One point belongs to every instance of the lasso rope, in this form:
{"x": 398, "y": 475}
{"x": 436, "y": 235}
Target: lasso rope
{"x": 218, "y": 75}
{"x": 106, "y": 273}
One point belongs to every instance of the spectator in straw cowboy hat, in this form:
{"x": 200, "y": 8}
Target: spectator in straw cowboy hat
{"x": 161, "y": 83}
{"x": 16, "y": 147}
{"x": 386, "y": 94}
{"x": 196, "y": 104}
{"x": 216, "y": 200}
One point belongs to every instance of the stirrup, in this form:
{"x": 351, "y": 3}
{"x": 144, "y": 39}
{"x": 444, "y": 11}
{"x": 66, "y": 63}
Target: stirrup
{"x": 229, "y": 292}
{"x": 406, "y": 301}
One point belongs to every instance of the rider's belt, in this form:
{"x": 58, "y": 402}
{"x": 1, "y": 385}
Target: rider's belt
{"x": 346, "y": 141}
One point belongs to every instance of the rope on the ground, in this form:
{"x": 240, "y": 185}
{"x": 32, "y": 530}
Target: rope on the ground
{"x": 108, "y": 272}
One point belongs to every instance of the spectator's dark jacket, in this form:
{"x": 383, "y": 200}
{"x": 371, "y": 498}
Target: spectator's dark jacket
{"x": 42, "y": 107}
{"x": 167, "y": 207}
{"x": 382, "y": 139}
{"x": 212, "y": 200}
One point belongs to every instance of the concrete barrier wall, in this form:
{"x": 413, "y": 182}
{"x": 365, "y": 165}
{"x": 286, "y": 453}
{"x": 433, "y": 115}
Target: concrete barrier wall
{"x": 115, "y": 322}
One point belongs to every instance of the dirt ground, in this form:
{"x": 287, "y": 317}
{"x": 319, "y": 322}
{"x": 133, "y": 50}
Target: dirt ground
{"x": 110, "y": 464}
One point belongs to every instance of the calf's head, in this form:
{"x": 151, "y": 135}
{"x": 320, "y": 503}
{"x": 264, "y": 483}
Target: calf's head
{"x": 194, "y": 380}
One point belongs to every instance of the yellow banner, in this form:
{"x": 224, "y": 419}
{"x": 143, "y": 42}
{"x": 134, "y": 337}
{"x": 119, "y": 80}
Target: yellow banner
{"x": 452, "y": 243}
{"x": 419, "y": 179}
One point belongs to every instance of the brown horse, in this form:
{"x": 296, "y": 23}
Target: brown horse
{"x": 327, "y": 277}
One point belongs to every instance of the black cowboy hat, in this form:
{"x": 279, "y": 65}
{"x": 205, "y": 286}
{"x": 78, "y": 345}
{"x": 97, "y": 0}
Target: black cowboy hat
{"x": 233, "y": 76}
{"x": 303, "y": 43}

**EXERCISE DIRECTIONS:** Return the data above in full. Keep every line exactly as it is.

**RESULT OF THE EXERCISE:**
One point belongs to every instance of the lasso rope, in this form:
{"x": 398, "y": 475}
{"x": 436, "y": 235}
Target: lasso rope
{"x": 218, "y": 75}
{"x": 106, "y": 273}
One point belongs to every instance of the spectator in straw cowboy hat, in this form:
{"x": 200, "y": 8}
Target: spectator in straw cowboy hat
{"x": 161, "y": 83}
{"x": 16, "y": 147}
{"x": 386, "y": 94}
{"x": 196, "y": 104}
{"x": 216, "y": 200}
One point belongs to every instance of the stirrup, in this form:
{"x": 351, "y": 3}
{"x": 144, "y": 39}
{"x": 444, "y": 11}
{"x": 66, "y": 63}
Target: stirrup
{"x": 229, "y": 292}
{"x": 406, "y": 301}
One point belongs to every instance of the rider's belt, in this form:
{"x": 58, "y": 402}
{"x": 1, "y": 385}
Target: rider's belt
{"x": 346, "y": 141}
One point belongs to every instance of the rope on the ground, in this form:
{"x": 240, "y": 185}
{"x": 32, "y": 530}
Target: rope on the ground
{"x": 108, "y": 272}
One point belongs to every instance of the spectator's dark jacket, in this form:
{"x": 383, "y": 200}
{"x": 371, "y": 498}
Target: spectator's dark jacket
{"x": 42, "y": 107}
{"x": 167, "y": 207}
{"x": 382, "y": 139}
{"x": 212, "y": 200}
One point belongs to every instance of the concrete barrier wall, in this form:
{"x": 413, "y": 182}
{"x": 365, "y": 165}
{"x": 286, "y": 453}
{"x": 433, "y": 115}
Target: concrete barrier wall
{"x": 115, "y": 322}
One point belongs to every instance of the dirt ground, in this form:
{"x": 287, "y": 317}
{"x": 319, "y": 322}
{"x": 133, "y": 50}
Target: dirt ground
{"x": 110, "y": 464}
One point belongs to every instance of the calf's head, in this form:
{"x": 151, "y": 135}
{"x": 320, "y": 503}
{"x": 264, "y": 483}
Target: calf's head
{"x": 194, "y": 380}
One point belongs to every instance of the yellow banner, in this form:
{"x": 224, "y": 419}
{"x": 143, "y": 42}
{"x": 134, "y": 337}
{"x": 119, "y": 80}
Target: yellow banner
{"x": 452, "y": 243}
{"x": 419, "y": 179}
One point belongs to every instance of the brown horse, in this form:
{"x": 296, "y": 23}
Target: brown horse
{"x": 327, "y": 277}
One point belongs to every instance of the black cowboy hat, in this form:
{"x": 279, "y": 65}
{"x": 205, "y": 286}
{"x": 78, "y": 345}
{"x": 97, "y": 0}
Target: black cowboy hat
{"x": 233, "y": 76}
{"x": 303, "y": 43}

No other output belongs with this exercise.